_SELECTED EXTRACT_
--*--

What makes Redis so fast?

What makes Redis so fast?

If you like the free content I put out, consider subscribing to my newsletter on substack to get a well-researched article every week delivered straight to your inbox.


Redis is an in-memory storage that is often used for various purposes like caching, geo search, session storage, analytics, message broker, streaming engine, etc. When it comes to building a high throughput and low latency application, Redis might be one of the most popular technologies that companies use for numerous use cases. I’ve been part of three companies so far, and all of them use Redis on a large scale.

The thing that makes Redis so popular among companies is its speed and support for various use cases that probably no other NoSQL database provides. So, while you would want to choose Redis for its low latency, its support for different use cases that may come in the future makes you want to stick to this solution.

Let’s take a moment to reflect upon what makes Redis so fast. At a high level, you can attribute it to the following factors:

[1] In-memory access instead of disk

Redis accesses data from in-memory, unlike other traditional databases that perform reads/writes on the disk. Reading data from in-memory is faster because it’s in the buffer (which means no I/O wait time to read it from disk). Data access from the memory can be faster by several orders of magnitude compared to accessing the data from the disk. For example, refer to the image below:

Credits: ByteByteGo

Please note that Redis is an in-memory storage which does not mean it does not provide persistence. There are mainly three ways if you want to permanently persist data in Redis:

  1. RDB(Redis database): This performs point-in-time snapshots of the dataset at specified intervals.

--*--

_DATA SHOWN_

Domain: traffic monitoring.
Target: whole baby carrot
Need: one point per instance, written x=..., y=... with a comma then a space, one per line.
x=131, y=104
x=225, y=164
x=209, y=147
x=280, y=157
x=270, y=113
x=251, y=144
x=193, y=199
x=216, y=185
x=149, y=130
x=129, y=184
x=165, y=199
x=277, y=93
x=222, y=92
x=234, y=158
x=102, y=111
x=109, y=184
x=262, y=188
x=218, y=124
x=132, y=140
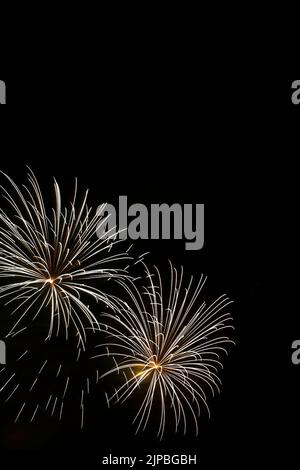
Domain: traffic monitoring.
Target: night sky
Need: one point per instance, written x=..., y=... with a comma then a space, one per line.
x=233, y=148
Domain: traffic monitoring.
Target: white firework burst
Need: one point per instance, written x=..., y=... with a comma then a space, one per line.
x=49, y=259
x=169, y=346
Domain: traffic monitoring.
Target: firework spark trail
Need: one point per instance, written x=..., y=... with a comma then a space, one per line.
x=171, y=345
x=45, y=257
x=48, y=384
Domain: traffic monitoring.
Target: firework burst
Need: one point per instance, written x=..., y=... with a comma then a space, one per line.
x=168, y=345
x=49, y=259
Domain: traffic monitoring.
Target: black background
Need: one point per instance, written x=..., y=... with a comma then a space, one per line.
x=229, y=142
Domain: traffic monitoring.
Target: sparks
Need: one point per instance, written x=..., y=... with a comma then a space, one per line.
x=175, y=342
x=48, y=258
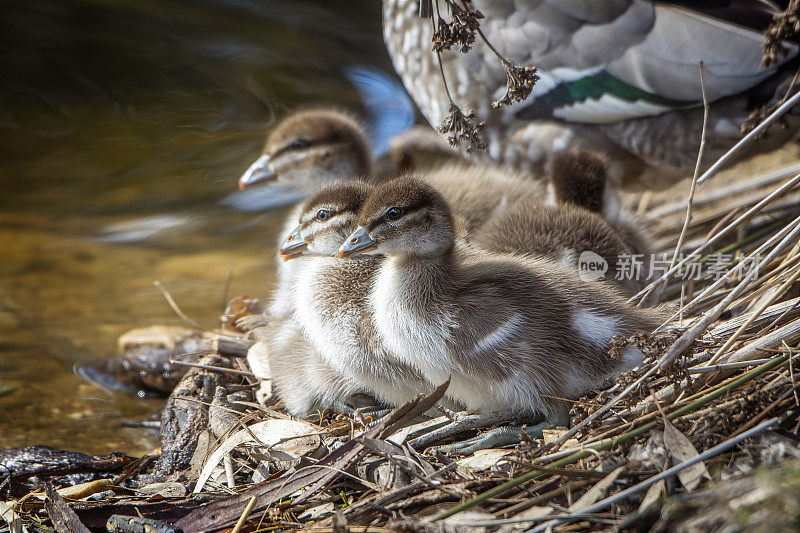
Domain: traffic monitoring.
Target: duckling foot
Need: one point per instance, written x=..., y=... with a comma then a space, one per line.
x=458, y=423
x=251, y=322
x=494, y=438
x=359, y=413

--*--

_TASK LIST_
1/ From the Redis article, reproduce the stretch from "Let’s take a" through "at specified intervals.".
2/ In the Redis article, what does RDB perform?
3/ Using the Redis article, explain why reading data from memory is faster than reading it from disk.

_ANSWERS TO THE EXERCISE_
1/
Let’s take a moment to reflect upon what makes Redis so fast. At a high level, you can attribute it to the following factors:

[1] In-memory access instead of disk

Redis accesses data from in-memory, unlike other traditional databases that perform reads/writes on the disk. Reading data from in-memory is faster because it’s in the buffer (which means no I/O wait time to read it from disk). Data access from the memory can be faster by several orders of magnitude compared to accessing the data from the disk. For example, refer to the image below:

Credits: ByteByteGo

Please note that Redis is an in-memory storage which does not mean it does not provide persistence. There are mainly three ways if you want to permanently persist data in Redis:

  1. RDB(Redis database): This performs point-in-time snapshots of the dataset at specified intervals.

2/ RDB performs point-in-time snapshots of the dataset at specified intervals.

3/ Data read from memory is already in the buffer, so there is no I/O wait time to fetch it from disk. As a result, memory access can be faster than disk access by several orders of magnitude.